▶ [Excerpt]:

· What is beneficiary-designation property?
While you may have title to certain assets in your individual name, the very nature of an asset may dictate to whom it will be transferred at your death. For example, certificates of deposit, individual retirement accounts, and life insurance contracts typically contain a beneficiary-designation clause, wherein you specify who will receive the asset or the proceeds at your death. While you retain legal and beneficial title to such an asset during your life, and thus can consume the asset or change the beneficiaries, by designating beneficiaries on the asset, you are, in essence, predetermining who will take legal and equitable title to that asset at your death. As such, your will, despite its provisions, will not control the asset.
· Is designating a beneficiary a good way to avoid probate?
A beneficiary designation directs the proceeds of life insurance policies, individual retirement accounts, and annuities to particular persons or entities without the need for probate in most situations. However, designating a beneficiary can lead to consequences other than probate avoidance. For example, your choice of beneficiary can have a tremendous tax consequence for the person to whom you intend to be generous! Failing to name the proper person on beneficiary designations can result in a requirement that money be paid out and taxed immediately, instead of over a much longer period. In addition, payment made directly to a person may leave your estate without funds to pay taxes or debts.

▶ [Provided data]:
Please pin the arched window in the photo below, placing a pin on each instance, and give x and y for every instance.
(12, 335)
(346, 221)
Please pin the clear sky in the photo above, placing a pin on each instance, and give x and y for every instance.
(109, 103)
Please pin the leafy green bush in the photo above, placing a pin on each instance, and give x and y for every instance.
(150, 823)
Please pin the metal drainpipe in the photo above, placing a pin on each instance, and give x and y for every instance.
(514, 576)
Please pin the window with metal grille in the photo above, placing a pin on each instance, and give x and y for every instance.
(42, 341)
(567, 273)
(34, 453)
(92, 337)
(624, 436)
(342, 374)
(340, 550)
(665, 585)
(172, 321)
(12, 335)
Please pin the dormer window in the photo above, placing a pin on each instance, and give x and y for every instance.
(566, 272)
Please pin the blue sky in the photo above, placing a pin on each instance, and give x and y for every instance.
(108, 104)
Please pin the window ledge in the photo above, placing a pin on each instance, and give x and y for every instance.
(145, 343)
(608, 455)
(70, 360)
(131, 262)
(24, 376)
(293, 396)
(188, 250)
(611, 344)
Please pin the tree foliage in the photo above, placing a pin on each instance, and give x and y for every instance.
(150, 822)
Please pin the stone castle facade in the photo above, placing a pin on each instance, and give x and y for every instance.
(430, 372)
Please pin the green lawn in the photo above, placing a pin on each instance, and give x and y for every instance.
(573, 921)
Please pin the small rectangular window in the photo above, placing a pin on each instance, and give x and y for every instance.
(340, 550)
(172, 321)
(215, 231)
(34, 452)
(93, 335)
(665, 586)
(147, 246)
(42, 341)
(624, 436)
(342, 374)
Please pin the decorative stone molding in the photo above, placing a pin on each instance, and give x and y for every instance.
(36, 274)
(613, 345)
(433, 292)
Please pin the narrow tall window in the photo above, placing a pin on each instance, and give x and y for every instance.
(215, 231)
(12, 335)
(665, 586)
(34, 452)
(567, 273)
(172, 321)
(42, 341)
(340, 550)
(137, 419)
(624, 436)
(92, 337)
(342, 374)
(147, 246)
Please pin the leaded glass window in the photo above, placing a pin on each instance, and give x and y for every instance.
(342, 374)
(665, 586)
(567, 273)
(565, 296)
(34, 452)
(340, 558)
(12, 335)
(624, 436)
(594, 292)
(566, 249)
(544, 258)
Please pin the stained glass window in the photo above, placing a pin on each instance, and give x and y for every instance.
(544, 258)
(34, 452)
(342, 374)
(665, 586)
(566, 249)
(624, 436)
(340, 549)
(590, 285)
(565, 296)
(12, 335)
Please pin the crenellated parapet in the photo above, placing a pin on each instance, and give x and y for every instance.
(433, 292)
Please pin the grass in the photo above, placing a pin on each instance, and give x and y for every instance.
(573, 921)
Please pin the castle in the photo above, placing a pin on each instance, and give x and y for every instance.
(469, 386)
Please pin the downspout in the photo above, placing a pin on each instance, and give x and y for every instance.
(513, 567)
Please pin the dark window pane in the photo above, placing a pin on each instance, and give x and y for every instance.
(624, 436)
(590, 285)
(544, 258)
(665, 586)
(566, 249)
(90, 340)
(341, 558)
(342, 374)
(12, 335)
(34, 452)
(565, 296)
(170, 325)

▶ [Request 1]: Which three kinds of assets does the beneficiary-designation text say typically contain a beneficiary-designation clause?
▶ [Request 2]: Write the next part of the beneficiary-designation text, continuing after its final sentence.

▶ [Answer 1]: Certificates of deposit, individual retirement accounts, and life insurance contracts.

▶ [Answer 2]:
Beneficiary designations do not always guarantee the avoidance of probate or court-supervised administration. If you name your estate as a beneficiary, the proceeds will go through probate. If you name a minor as a beneficiary, a financial guardian may have to be appointed by the court to hold and invest the proceeds. Finally, if the beneficiary you name is mentally incompetent to take the property, a financial guardian will have to be appointed.
Naming a beneficiary is something that should be considered care-fully and should be accompanied by expert advice.
· Can life insurance policies and proceeds become living or death probate assets?
We usually think of life insurance policies as nonprobate assets. This is because a life insurance contract is a third-party beneficiary contract. Upon the death of the insured, the policy proceeds are payable by the life insurance company to the beneficiary. Probate courts usually have no jurisdiction over nonprobate assets such as life insurance, living trust assets, jointly owned assets, and retirement death benefits.
There are a number of ways, however, that your life insurance policies and the proceeds can get caught up in either a living probate or a death probate, or both. Let’s explore the ways this can occur:
You fail to name a beneficiary or a contingent beneficiary. If you fail to name a beneficiary on your life insurance policy or if the beneficiary you have named fails to survive you, the insurance company will pay the proceeds to your probate estate. Most policies provide that the insured’s probate estate is the final backup, or default, beneficiary when there is no named living beneficiary.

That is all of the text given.